■ What the task asks ■
Reproduce each of the following lines verbatim, without omitting or altering any of them.

■ Records to process ■

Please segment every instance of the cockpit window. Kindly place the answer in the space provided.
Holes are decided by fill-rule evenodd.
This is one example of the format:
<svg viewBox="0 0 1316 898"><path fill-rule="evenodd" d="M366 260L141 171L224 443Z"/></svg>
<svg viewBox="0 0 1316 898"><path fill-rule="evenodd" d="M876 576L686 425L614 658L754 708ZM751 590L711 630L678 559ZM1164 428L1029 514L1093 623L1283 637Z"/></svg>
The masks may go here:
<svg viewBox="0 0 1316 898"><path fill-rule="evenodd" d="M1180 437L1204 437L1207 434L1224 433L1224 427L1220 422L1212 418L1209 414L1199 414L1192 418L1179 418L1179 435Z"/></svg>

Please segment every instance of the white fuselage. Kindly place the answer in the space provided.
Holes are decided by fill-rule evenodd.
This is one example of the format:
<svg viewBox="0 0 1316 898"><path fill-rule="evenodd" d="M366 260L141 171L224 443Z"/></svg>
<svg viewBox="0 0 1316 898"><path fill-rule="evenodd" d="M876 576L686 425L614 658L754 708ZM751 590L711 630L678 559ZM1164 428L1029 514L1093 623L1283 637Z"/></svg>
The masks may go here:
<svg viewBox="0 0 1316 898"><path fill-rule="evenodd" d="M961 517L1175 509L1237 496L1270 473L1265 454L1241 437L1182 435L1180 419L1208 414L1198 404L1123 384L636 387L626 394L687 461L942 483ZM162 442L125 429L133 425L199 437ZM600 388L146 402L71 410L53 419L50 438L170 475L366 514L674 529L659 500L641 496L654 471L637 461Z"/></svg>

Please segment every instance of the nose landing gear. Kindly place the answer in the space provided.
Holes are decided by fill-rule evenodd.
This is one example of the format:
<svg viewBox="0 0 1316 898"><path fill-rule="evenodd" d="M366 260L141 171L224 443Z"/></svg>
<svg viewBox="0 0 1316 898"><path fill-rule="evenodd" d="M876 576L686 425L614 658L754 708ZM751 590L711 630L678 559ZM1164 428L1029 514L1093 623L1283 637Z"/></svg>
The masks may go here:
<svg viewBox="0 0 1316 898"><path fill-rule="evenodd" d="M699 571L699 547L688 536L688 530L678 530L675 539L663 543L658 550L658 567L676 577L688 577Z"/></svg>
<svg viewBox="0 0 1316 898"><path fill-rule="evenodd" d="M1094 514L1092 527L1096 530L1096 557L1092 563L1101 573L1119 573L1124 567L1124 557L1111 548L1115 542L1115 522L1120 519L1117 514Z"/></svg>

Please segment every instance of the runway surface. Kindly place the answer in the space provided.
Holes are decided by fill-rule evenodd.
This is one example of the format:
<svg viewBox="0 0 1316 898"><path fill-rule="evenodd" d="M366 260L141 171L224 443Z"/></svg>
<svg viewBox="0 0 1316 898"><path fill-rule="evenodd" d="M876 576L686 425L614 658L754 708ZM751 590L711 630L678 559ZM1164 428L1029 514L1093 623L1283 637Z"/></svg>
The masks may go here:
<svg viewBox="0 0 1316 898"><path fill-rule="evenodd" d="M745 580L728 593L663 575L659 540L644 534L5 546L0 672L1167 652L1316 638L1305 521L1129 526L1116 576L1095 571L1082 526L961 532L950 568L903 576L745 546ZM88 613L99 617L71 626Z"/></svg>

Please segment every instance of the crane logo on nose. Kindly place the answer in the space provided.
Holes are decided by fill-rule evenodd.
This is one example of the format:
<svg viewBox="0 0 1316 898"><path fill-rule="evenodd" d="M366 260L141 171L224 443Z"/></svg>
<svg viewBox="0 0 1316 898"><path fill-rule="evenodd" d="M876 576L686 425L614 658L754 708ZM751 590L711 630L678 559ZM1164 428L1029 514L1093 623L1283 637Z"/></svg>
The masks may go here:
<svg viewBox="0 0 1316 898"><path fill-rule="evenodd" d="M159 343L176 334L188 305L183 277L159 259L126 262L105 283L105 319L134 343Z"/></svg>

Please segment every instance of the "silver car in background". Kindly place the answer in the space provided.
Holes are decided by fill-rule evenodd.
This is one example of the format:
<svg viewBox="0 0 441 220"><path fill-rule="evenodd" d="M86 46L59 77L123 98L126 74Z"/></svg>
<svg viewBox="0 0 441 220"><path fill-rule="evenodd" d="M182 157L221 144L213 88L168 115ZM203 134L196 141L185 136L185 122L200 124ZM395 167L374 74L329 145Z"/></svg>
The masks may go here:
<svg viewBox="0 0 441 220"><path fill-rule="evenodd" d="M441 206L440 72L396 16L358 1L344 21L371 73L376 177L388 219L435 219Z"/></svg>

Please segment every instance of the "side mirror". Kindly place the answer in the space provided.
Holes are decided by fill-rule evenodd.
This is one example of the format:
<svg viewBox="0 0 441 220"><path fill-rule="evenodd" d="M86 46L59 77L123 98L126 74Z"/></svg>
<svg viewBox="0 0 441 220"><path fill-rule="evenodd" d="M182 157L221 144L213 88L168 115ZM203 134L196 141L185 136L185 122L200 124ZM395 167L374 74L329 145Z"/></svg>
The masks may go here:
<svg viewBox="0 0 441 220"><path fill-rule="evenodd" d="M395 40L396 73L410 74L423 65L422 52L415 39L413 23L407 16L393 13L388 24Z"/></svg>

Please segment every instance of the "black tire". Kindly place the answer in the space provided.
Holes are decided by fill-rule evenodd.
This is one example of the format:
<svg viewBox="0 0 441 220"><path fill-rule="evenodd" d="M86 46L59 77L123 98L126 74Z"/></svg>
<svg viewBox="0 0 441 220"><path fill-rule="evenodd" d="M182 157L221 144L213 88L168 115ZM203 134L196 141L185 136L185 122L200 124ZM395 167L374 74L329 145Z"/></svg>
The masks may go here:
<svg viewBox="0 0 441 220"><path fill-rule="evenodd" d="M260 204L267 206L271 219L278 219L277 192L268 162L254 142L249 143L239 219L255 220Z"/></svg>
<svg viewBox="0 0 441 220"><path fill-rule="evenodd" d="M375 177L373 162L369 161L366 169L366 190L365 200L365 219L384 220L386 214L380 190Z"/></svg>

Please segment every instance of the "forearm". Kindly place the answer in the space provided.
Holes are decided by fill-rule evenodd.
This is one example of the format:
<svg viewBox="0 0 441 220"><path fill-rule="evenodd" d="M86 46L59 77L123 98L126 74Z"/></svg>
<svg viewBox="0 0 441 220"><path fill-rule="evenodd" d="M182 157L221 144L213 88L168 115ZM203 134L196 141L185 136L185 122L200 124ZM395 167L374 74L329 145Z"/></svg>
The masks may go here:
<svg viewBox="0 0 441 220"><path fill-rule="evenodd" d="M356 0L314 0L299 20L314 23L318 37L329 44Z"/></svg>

■ Response to this task ■
Please segment every instance of the cockpit window. Kindly place the answer in the space provided.
Holes are decided by fill-rule evenodd.
This is one example of the format:
<svg viewBox="0 0 1316 898"><path fill-rule="evenodd" d="M366 260L141 171L224 443Z"/></svg>
<svg viewBox="0 0 1316 898"><path fill-rule="evenodd" d="M876 576L686 425L614 658L754 708ZM751 590L711 630L678 559ZM1164 428L1029 514L1093 623L1283 637Z"/></svg>
The masks may go here:
<svg viewBox="0 0 1316 898"><path fill-rule="evenodd" d="M1180 437L1204 437L1207 434L1224 433L1224 427L1220 422L1212 418L1209 414L1199 414L1192 418L1179 418L1179 435Z"/></svg>

Please segment every instance of the white fuselage. Kindly place the answer in the space provided.
Holes are decided by fill-rule evenodd.
This is one example of the format:
<svg viewBox="0 0 1316 898"><path fill-rule="evenodd" d="M366 260L141 171L224 443Z"/></svg>
<svg viewBox="0 0 1316 898"><path fill-rule="evenodd" d="M876 576L686 425L614 658L754 708ZM751 590L711 630L678 559ZM1164 428L1029 514L1093 623L1283 637Z"/></svg>
The masks may go here:
<svg viewBox="0 0 1316 898"><path fill-rule="evenodd" d="M961 517L1175 509L1237 496L1270 473L1265 454L1241 437L1182 435L1180 419L1208 414L1198 404L1123 384L636 387L626 394L687 461L942 483ZM162 442L125 429L133 425L199 437ZM600 388L146 402L71 410L53 419L50 438L170 475L366 514L674 529L659 500L641 496L654 471L637 461Z"/></svg>

Please segment every instance of the nose landing gear. Kindly place the answer in the space provided.
Holes are decided by fill-rule evenodd.
This is one example of the format:
<svg viewBox="0 0 1316 898"><path fill-rule="evenodd" d="M366 260L141 171L224 443Z"/></svg>
<svg viewBox="0 0 1316 898"><path fill-rule="evenodd" d="M876 576L686 425L614 658L754 708ZM751 590L711 630L678 559ZM1164 428L1029 514L1093 623L1283 637Z"/></svg>
The masks may go here:
<svg viewBox="0 0 1316 898"><path fill-rule="evenodd" d="M699 571L699 547L688 536L688 530L678 530L675 539L663 543L658 550L658 567L676 577L688 577Z"/></svg>
<svg viewBox="0 0 1316 898"><path fill-rule="evenodd" d="M1094 514L1092 527L1096 530L1096 557L1092 563L1101 573L1119 573L1124 567L1124 557L1111 548L1115 542L1115 522L1120 519L1117 514Z"/></svg>

Please segment every instance of the runway surface. Kindly place the answer in the space provided.
Holes are decided by fill-rule evenodd.
This is one example of the format:
<svg viewBox="0 0 1316 898"><path fill-rule="evenodd" d="M366 260L141 171L224 443Z"/></svg>
<svg viewBox="0 0 1316 898"><path fill-rule="evenodd" d="M876 576L686 425L614 658L754 708ZM751 590L711 630L678 559ZM1164 428L1029 514L1093 623L1283 637Z"/></svg>
The masks may go here:
<svg viewBox="0 0 1316 898"><path fill-rule="evenodd" d="M745 580L728 593L663 575L659 540L644 534L5 546L0 672L1167 652L1316 638L1305 521L1129 526L1116 576L1095 571L1082 526L961 532L950 568L903 576L745 546ZM88 613L99 617L71 626Z"/></svg>

Please segment every instance of the crane logo on nose. Kindly place the answer in the space provided.
Holes are decided by fill-rule evenodd.
This is one example of the format:
<svg viewBox="0 0 1316 898"><path fill-rule="evenodd" d="M366 260L141 171L224 443Z"/></svg>
<svg viewBox="0 0 1316 898"><path fill-rule="evenodd" d="M876 576L686 425L614 658L754 708ZM751 590L711 630L678 559ZM1164 428L1029 514L1093 623L1283 637Z"/></svg>
The masks may go here:
<svg viewBox="0 0 1316 898"><path fill-rule="evenodd" d="M159 343L176 334L188 305L183 277L159 259L126 262L105 283L105 319L134 343Z"/></svg>

Please segment every instance of the "silver car in background". Kindly place the answer in the space provided.
Holes are decided by fill-rule evenodd.
This is one example of the format:
<svg viewBox="0 0 441 220"><path fill-rule="evenodd" d="M86 46L59 77L123 98L126 74Z"/></svg>
<svg viewBox="0 0 441 220"><path fill-rule="evenodd" d="M182 157L221 144L213 88L168 115ZM203 134L196 141L185 136L185 122L200 124ZM395 167L374 74L329 145Z"/></svg>
The masks may go here:
<svg viewBox="0 0 441 220"><path fill-rule="evenodd" d="M441 206L440 72L396 16L358 1L344 21L371 73L376 177L388 219L435 219Z"/></svg>

Please segment every instance of the "side mirror". Kindly place the answer in the space provided.
Holes are decided by fill-rule evenodd.
This is one example of the format:
<svg viewBox="0 0 441 220"><path fill-rule="evenodd" d="M86 46L59 77L123 98L126 74Z"/></svg>
<svg viewBox="0 0 441 220"><path fill-rule="evenodd" d="M182 157L221 144L213 88L168 115ZM203 134L196 141L185 136L185 122L200 124ZM395 167L374 74L329 145Z"/></svg>
The masks may go here:
<svg viewBox="0 0 441 220"><path fill-rule="evenodd" d="M395 40L396 73L410 74L423 65L422 52L415 39L413 23L407 16L393 13L388 24Z"/></svg>

Please segment every instance of the "black tire". Kindly place the answer in the space provided.
Holes are decided by fill-rule evenodd.
This is one example of the format:
<svg viewBox="0 0 441 220"><path fill-rule="evenodd" d="M86 46L59 77L123 98L126 74Z"/></svg>
<svg viewBox="0 0 441 220"><path fill-rule="evenodd" d="M182 157L221 144L213 88L168 115ZM203 134L196 141L185 136L185 122L200 124ZM395 167L374 74L329 145Z"/></svg>
The masks may go here:
<svg viewBox="0 0 441 220"><path fill-rule="evenodd" d="M260 204L267 206L271 219L278 219L277 192L268 162L254 142L249 143L239 219L255 220Z"/></svg>
<svg viewBox="0 0 441 220"><path fill-rule="evenodd" d="M375 177L373 162L369 161L366 169L366 190L365 200L365 219L384 220L386 214L380 190Z"/></svg>

Please segment every instance of the "forearm". Kindly place the answer in the space provided.
Holes are decided by fill-rule evenodd.
This is one example of the format:
<svg viewBox="0 0 441 220"><path fill-rule="evenodd" d="M86 46L59 77L123 98L126 74Z"/></svg>
<svg viewBox="0 0 441 220"><path fill-rule="evenodd" d="M182 157L221 144L213 88L168 115ZM203 134L196 141L185 136L185 122L200 124ZM395 167L374 74L329 145Z"/></svg>
The masks may go here:
<svg viewBox="0 0 441 220"><path fill-rule="evenodd" d="M356 0L314 0L299 20L314 23L318 37L329 44Z"/></svg>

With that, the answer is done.